§ Lista de tareas:
- a) Responda según el texto sobre la tregua comercial:
(i) ¿En qué fecha pactaron Washington y Pekín la tregua?
(ii) ¿A qué porcentaje reduce China sus aranceles?
(iii) ¿Cuánto repuntó el índice S&P 500 tras el anuncio?
- b) Cite literalmente el fragmento del texto sobre la tregua comercial que va desde "El 12 de mayo" hasta "simple orden presidencial.".

El 12 de mayo de 2025 Washington y Pekín pactaron una tregua comercial de noventa días que recorta los aranceles impuestos durante la escalada más reciente: Estados Unidos los reduce de un máximo de 145 % al 30 %, mientras que China baja los suyos de 125 % al 10 %. Aunque la medida alivió de inmediato la incertidumbre en los mercados y moderó los temores de recesión, no revoca la estrategia estadounidense de utilizar los aranceles como palanca de presión para frenar la transferencia tecnológica y contrarrestar el avance industrial chino; la suspensión parcial conserva un gravamen significativo como recordatorio de que, si no hay progresos, las tarifas plenas pueden volver con una simple orden presidencial.
A corto plazo, el acuerdo ofrece cierto respiro inflacionario al consumidor estadounidense porque actúa como recorte tributario de aproximadamente 300 000 millones de dólares e impulsa la renta disponible, al tiempo que da certidumbre temporal a cadenas de suministro mundiales: el índice S&P 500 repuntó más de tres puntos porcentuales tras el anuncio. No obstante, mantener un arancel residual de 30 % preserva el incentivo empresarial para diversificar manufactura hacia economías como México, India o Vietnam, sin destruir los márgenes de beneficio inmediatos. Desde la óptica china, la tregua se presenta como reconocimiento a su resistencia, pero en Pekín preocupa que la suspensión sea meramente táctica; de fallar las conversaciones sobre propiedad intelectual y acceso a mercados, el retorno de tarifas plenas golpearía la demanda interna y la proyección exportadora, justo cuando la economía nacional ya sufre la desaceleración del sector inmobiliario.

§ Líneas:

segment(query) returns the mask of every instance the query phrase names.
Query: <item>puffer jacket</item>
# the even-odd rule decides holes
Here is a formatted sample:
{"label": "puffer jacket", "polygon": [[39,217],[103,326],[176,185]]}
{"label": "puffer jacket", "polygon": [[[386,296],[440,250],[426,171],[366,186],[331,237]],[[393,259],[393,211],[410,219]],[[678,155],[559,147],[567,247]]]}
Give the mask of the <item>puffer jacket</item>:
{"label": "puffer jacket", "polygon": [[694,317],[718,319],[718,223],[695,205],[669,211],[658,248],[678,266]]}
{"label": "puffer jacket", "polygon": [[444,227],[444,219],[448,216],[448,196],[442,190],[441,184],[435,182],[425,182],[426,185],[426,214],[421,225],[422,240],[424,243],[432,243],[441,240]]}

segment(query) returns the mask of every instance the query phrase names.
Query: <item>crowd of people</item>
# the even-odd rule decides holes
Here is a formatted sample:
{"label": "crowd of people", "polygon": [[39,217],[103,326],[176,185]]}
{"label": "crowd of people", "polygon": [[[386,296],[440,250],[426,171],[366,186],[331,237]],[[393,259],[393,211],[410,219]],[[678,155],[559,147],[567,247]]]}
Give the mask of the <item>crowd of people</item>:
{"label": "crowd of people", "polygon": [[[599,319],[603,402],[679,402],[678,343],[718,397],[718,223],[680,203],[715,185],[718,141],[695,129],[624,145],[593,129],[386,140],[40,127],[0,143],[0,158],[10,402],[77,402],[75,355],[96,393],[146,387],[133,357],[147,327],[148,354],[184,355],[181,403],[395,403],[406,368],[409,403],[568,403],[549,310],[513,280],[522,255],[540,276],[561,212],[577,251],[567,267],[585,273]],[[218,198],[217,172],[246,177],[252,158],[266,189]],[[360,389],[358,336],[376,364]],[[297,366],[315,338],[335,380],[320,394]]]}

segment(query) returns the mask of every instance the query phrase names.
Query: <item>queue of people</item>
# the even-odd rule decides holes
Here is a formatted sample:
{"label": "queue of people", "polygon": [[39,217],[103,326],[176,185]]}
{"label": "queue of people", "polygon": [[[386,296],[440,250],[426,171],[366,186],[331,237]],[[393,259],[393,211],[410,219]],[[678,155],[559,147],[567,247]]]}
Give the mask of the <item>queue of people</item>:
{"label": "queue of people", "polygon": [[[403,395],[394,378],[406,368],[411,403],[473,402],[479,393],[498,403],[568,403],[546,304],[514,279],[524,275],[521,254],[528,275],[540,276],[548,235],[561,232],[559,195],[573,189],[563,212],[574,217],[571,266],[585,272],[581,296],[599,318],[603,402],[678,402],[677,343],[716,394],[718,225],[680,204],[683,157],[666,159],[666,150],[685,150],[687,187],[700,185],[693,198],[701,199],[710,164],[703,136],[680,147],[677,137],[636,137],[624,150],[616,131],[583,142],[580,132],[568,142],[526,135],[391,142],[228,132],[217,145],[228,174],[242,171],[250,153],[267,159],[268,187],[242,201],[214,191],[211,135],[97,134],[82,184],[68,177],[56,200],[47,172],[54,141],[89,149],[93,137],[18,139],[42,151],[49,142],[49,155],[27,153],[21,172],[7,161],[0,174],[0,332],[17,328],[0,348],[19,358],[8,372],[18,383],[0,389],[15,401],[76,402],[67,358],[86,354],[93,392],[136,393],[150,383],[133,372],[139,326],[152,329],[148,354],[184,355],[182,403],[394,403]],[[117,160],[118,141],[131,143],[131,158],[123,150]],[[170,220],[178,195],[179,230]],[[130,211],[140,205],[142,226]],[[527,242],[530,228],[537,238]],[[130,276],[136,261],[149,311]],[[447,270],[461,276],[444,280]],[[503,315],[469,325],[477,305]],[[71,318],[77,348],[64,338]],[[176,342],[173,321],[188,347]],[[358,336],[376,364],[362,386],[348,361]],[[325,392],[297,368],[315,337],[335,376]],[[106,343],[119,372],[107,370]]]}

§ Resultados por tarea:
- a)
(i) El 12 de mayo de 2025.
(ii) Al 10 %.
(iii) Más de tres puntos porcentuales.

- b)
El 12 de mayo de 2025 Washington y Pekín pactaron una tregua comercial de noventa días que recorta los aranceles impuestos durante la escalada más reciente: Estados Unidos los reduce de un máximo de 145 % al 30 %, mientras que China baja los suyos de 125 % al 10 %. Aunque la medida alivió de inmediato la incertidumbre en los mercados y moderó los temores de recesión, no revoca la estrategia estadounidense de utilizar los aranceles como palanca de presión para frenar la transferencia tecnológica y contrarrestar el avance industrial chino; la suspensión parcial conserva un gravamen significativo como recordatorio de que, si no hay progresos, las tarifas plenas pueden volver con una simple orden presidencial.